_SHORT TASK 1_
In the laptop buying guide, what should you bring along to use a laptop abroad?
_SHORT TASK 2_
Write out the part of the laptop buying guide between "Step 1: Determining" and "a few advantages.", inclusive.

_PASSAGE SHOWN_
Laptop Buying Guide {From A To Z}!

  1. Determining What You Need

  2. Windows, Mac, or Linux?

  3. Finding a Form Factor

  4. Checking the Specs

  5. Going to the Store (or Website)

The laptop market has changed a lot over the last decade. No longer confined to the business world, laptops have become ubiquitous at school and at home. You can replace your desktop with a laptop, use it to watch movies in bed, or take it the road to do homework at a friend’s house. The sheer amount of choice when it comes to buying a laptop can be a little staggering, especially for new buyers. Armed with a little bit of research and knowledge though, and you’ll be able to buy with confidence.

 Step 1: Determining What You Need

-Consider the advantages of a laptop.

If you haven’t had a laptop before, it can be a good idea to consider the possible benefits of owning one. When compared with a desktop, laptops have quite a few advantages.

  1. You can take a laptop with you wherever you go, even abroad provided that you take a power adapter as well.

  2. Many laptops can do what we expect most desktops to do. While you may not be able to run the latest games at their highest settings, most modern laptops are quite capable for all different tasks.

  3. Laptops save on space and are easy to move out of the way. This makes them great for small apartments, or for using on your bedroom desk.

  4. Keep the negatives in mind. While laptops are great for portable computing, there are a few significant drawbacks. While these shouldn’t scare you away if you really want one, they are good to keep in the back of your mind while shopping.

  5. Laptops are easy to steal if you forget to take care when traveling with them.

  6. Their battery life isn’t extraordinarily long and can be frustrating if you want to work without electricity for a long period of time, such as on a plane or sitting at the shore near your vacation cottage. If you plan on traveling a lot, battery life will be very important to you.

  7. Because laptops typically can’t be upgraded like a desktop can, they can become obsolete quicker. This may mean you find yourself upgrading to a new laptop again in a few years.

_SUPPLIED DATA_
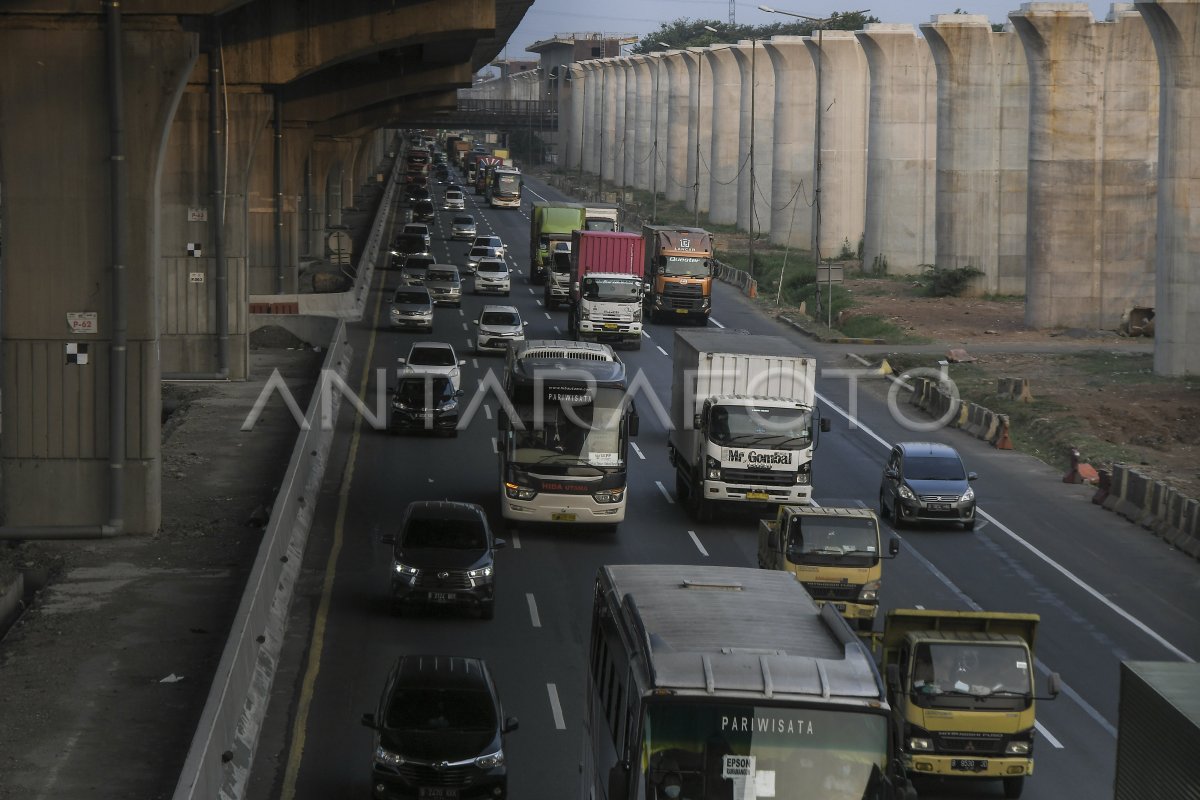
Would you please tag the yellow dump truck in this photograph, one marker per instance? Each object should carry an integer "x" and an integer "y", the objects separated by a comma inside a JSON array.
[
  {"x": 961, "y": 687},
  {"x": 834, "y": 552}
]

_OUTPUT 1_
A power adapter.

_OUTPUT 2_
Step 1: Determining What You Need

-Consider the advantages of a laptop.

If you haven’t had a laptop before, it can be a good idea to consider the possible benefits of owning one. When compared with a desktop, laptops have quite a few advantages.